- **Extract to read**
In January, Obama issued an order for all the departments to produce red-tape reduction plans. Tuesday's announcement is the result of that order.

Cass Sunstein, the chief of regulations at the Office of Management and Budget noted the most significant changes, saving some $4 billion over five years, come from the Department of Labor, the Environmental Protection Agency and the Department of Transportation. 

An additional $4 billion will come from reducing reporting requirements for health providers and hospitals.

The DOL change will simplify hazard warnings, saving $2.5 billion, while the Transportation Department is relaxing rules on railroads.


The IRS is simplifying and streamlining reporting rules for stock market transactions, an effort the White House says will allow Americans to spend 55 million fewer hours complying with the tax code in 2011. According to current estimates, taxpayers and businesses spend around 6 billion hours a year on tax compliance.

The changes also involve speeding payments to small contractors doing business with the Pentagon, Sunstein said.

“Over the next five years, the monetized savings from just a fraction of the reforms announced today are likely to exceed $10 billion. Perhaps more important, today’s plans explicitly recognize that the regulatory lookback is not a one-time endeavor. Agencies will continue to revisit existing rules, asking whether they should be updated, streamlined or repealed,” he said.

He emphasized that the changes do not compromise public safety or the environment.

Cantor downplayed the announcement. "Every day, business people and job creators cope with burdensome regulations that have a negative impact on both jobs and our economy, and again the President seems reluctant to do everything in his power to help them," he said in a statement. 

Cantor said the House will proceed in September to end major regulations and that doing so will have a greater impact in helping businesses create jobs.

Sen. John Barrasso (R-Wyo.), who is leading the Senate GOP's fight against regulations, said that the Obama initiative is insufficient given the tide of new rules. 

"Since the start of the year, the administration has proposed more than 340 regulations at a cost of more than $65 billion to job creators. It is important to note that these are only the regulations for which the administration actually conducted an economic analysis. For hundreds more, it has regulated blindly, with no cost or job numbers associated with its rules," he said in an op-ed published in The Washington Times

Responding to the criticism, Sunstein told reporters that $10 billion in savings is very significant.

- **Required tasks**
a) Answer these questions from the article on regulation cuts:
(i) How much will the Department of Labor change save?
(ii) According to the White House, how many fewer hours will Americans spend complying with the tax code in 2011?
(iii) In which newspaper was Barrasso's op-ed published?
b) Decide whether each statement agrees with the article on regulation cuts, and support each decision with a quotation:
(i) Obama ordered the departments to produce red-tape reduction plans in January.
(ii) The Transportation Department is tightening rules on railroads.
(iii) Cantor said the House will act in October to end major regulations.
c) Write the next part of the article on regulation cuts, picking up after its last sentence.
The rows that follow have no connection to the article on regulation cuts.

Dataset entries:
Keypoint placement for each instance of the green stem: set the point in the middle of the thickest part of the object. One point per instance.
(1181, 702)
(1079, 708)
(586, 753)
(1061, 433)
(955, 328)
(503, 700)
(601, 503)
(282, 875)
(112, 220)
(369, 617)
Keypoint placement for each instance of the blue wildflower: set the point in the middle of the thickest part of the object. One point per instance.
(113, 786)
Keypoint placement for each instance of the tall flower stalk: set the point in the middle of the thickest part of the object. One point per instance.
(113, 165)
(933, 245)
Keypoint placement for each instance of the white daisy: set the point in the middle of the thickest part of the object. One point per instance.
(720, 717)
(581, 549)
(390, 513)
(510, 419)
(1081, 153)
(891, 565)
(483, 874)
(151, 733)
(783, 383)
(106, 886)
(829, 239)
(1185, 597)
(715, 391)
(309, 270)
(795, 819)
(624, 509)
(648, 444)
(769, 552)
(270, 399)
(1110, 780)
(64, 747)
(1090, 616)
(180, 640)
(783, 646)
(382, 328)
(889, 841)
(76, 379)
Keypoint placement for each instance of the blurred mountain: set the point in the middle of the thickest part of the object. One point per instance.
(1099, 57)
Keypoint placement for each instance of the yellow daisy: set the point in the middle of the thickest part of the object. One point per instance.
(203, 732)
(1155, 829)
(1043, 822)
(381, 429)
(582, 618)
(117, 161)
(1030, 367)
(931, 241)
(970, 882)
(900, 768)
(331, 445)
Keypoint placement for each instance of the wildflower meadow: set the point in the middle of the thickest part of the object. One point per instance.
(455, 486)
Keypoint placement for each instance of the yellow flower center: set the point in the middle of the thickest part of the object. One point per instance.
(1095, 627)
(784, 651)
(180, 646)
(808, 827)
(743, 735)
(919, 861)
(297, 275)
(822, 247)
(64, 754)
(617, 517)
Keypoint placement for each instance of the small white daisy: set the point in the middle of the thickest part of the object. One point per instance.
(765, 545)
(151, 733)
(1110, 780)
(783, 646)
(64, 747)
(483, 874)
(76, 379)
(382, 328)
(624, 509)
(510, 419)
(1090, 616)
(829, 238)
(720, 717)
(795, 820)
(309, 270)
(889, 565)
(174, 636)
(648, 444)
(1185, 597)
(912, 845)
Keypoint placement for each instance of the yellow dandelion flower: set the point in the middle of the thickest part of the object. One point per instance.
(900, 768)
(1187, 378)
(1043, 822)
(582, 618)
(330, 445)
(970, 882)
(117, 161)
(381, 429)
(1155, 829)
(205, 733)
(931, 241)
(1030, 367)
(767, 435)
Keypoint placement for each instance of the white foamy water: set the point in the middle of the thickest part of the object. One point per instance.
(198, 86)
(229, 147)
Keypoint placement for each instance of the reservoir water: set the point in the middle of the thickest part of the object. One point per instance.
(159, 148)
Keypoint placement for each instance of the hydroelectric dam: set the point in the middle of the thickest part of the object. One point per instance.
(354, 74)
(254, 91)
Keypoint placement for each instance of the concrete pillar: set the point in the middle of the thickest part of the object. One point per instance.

- **Task results**
a)
(i) $2.5 billion
(ii) 55 million
(iii) The Washington Times

b)
(i) Yes: "In January, Obama issued an order for all the departments to produce red-tape reduction plans."
(ii) No: "the Transportation Department is relaxing rules on railroads."
(iii) No: "Cantor said the House will proceed in September to end major regulations"

c)
“If $10 billion is a drop in the bucket, I’d like to have access to that bucket,” he said.

He said that the administration is implementing Dodd-Frank and healthcare reform in a way that is sensitive to costs, and that it is open to public input. He said the January executive order outlined a more robust cost-benefit analysis for new regulations as well as requiring the "lookbacks" announced Tuesday.

Sunstein said the initiative will create jobs, but he declined to say how many could be tied to the lifting of the regulatory burdens.

Business was appreciative of the effort but said it falls short.

“We also applaud the administration for taking the step that Congress first directed in 1980, that federal agencies, including independent agencies ... undertake these regulatory lookbacks,” Bill Kovacs of the U.S. Chamber of Commerce said in a statement.

He noted that most of the changes involve avoiding duplication, allowing more electronic filing and harmonizing the process with that of other nations.

He noted that the review streamlines how EPA handles waterway regulations, but does not stop EPA from overstepping its authority from regulating interstate waterways to regulating all bodies of water.

“The bottom line is that real regulatory reform would include permit streamlining; requiring transparency in the permitting process so we know exactly which permits are being held up and why; requiring agencies to differentiate between major and minor rules with the agency providing far more factual support for major rules; and finally by mandating that federal agencies apply all the laws Congress passed relating to regulatory reform, including data quality, regulatory flexibility and unfunded mandates,” Kovacs said.

The nonprofit group Public Citizen said Tuesday that it was still examining the specific plans for any threats to safety or the environment, but was worried that Obama's emphasis of reducing regulations was feeding a "narrative" against government action.

"If they the administration has indeed identified rules that don't serve any purpose, then they should be applauded for taking them off, but we do think that the administration's over emphasis on needless rules just reinforces the Chamber of Commerce's narrative of regulation just being damaging to the national economy," Public Citizen's Lisa Gilbert said.


—Last updated at 11:48 a.m.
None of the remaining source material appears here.